Last Stand at Kai Tak

When the old order changed in Hong Kong, it made way for a new set of problems for a historic aero club.

THE FLOOR OF THE ARRIVALS LOUNGE AT THE FORMER KAI TAK AIRPORT displays a sign that reads “No Waiting,” but a dozen people still loiter. Not to greet passengers—the last one landed five years ago—but for the guard at the Kowloon East Job Training Centre to call the next applicant. Nearby, the counters that once faced a crush of impatient travelers checking in for Cathay Pacific flights now serve the Kai Tak Bowling Club, while downstairs, car buyers kick tires in a showroom converted from a baggage claim.

Vacationers and business travelers now fly from the new Chek Lap Kok International—which opened in 1998 and is 45 minutes away and nine times larger than Kai Tak.

Near the golf enthusiasts who tee off on a driving range upon the abandoned concrete of Runway 13 and the shoppers strolling through the open-air rummage sales are the stubborn members of the Hong Kong Aviation Club, still in place in their Nissen hut despite the changing fortunes of Kai Tak. The club goes back 80 years; it may have lost an airport but not the passion to fly. Because Chek Lap Kok is closed to most private pilots, the club now operates its six Cessnas and an aerobatic Slingsby Firefly from nearby Shek Kong military airfield, but only on weekends, and always subject to the goodwill of the People’s Liberation Army. One or two club aircraft are often available for instrument navigation practice at perpetually foggy Macau International Airport—which, in addition to having atrocious weather and no accessibility from Hong Kong by anything other than hydrofoil or aircraft, is increasingly hostile to general aviation because of increased commercial traffic. Only the club’s four helicopters, a restaurant, and the Aero Club Bar remain in operation at Kai Tak, and yet the slowly eroding former airport is the club’s best hope of continued operation.

-- Tasks to perform --
1. In the piece on Kai Tak, what year did Chek Lap Kok International open?
2. In the Kai Tak piece, begin at the words "When the old" and stop after "a baggage claim."; write that passage out again, substituting "clerk" for "guard".
3. Can you continue the piece on the Hong Kong Aviation Club at Kai Tak, starting after its final sentence?
Nothing in the lines of data is needed.

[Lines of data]
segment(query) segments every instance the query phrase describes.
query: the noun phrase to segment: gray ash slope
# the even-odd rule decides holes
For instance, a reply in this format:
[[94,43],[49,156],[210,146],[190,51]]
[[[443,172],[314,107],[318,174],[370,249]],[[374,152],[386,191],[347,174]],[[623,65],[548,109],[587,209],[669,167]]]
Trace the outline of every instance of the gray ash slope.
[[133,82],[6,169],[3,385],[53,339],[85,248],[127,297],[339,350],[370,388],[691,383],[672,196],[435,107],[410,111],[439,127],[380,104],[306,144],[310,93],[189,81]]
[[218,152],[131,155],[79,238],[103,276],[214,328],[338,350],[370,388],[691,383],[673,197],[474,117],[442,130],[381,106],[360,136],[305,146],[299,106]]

-- Written responses --
1. 1998

2.
When the old order changed in Hong Kong, it made way for a new set of problems for a historic aero club.

THE FLOOR OF THE ARRIVALS LOUNGE AT THE FORMER KAI TAK AIRPORT displays a sign that reads “No Waiting,” but a dozen people still loiter. Not to greet passengers—the last one landed five years ago—but for the clerk at the Kowloon East Job Training Centre to call the next applicant. Nearby, the counters that once faced a crush of impatient travelers checking in for Cathay Pacific flights now serve the Kai Tak Bowling Club, while downstairs, car buyers kick tires in a showroom converted from a baggage claim.

3.
Outside the Aero Club Bar, Hogan Loh ties down a Robinson 44 helicopter. He squints up at the construction cranes and skeletons of the high rises being built across the airport’s formerly flat expanse, then at the Kai Tak terminal. “There must be something on this airport worth preserving,” he says. “We could make it a shrine to the old Kai Tak.” Loh pauses to consider. “Well, why not...‘shrine’? That spirit is lacking in the second generation.”

Loh is a past president of the aviation club, as well as the honorary secretary of the Hong Kong Air Cadet Corps, a civilian organization that is jointly sponsored by the government flying service, club members, and local universities and is headquartered on club property. A squadron of Loh’s cadets can be found marching just outside the old terminal, following a peeling line on the ramp that once guided the nosewheels of Boeing 747s. Younger cadets take seats in an old departure lounge to hear an instructor lecture on lift and drag, his chalk squeaking on a blackboard.

Whenever a club aircraft can leave the ground, Loh asks the flier to offer a seat to a cadet. “We want the club to be Hong Kong’s aviation development center,” Loh says. “We plan to have a bachelor’s degree program by 2005.” Loh envisions 12-year-old cadets going on to earn an academic degree, get aviation career training, and then become dues-paying club members.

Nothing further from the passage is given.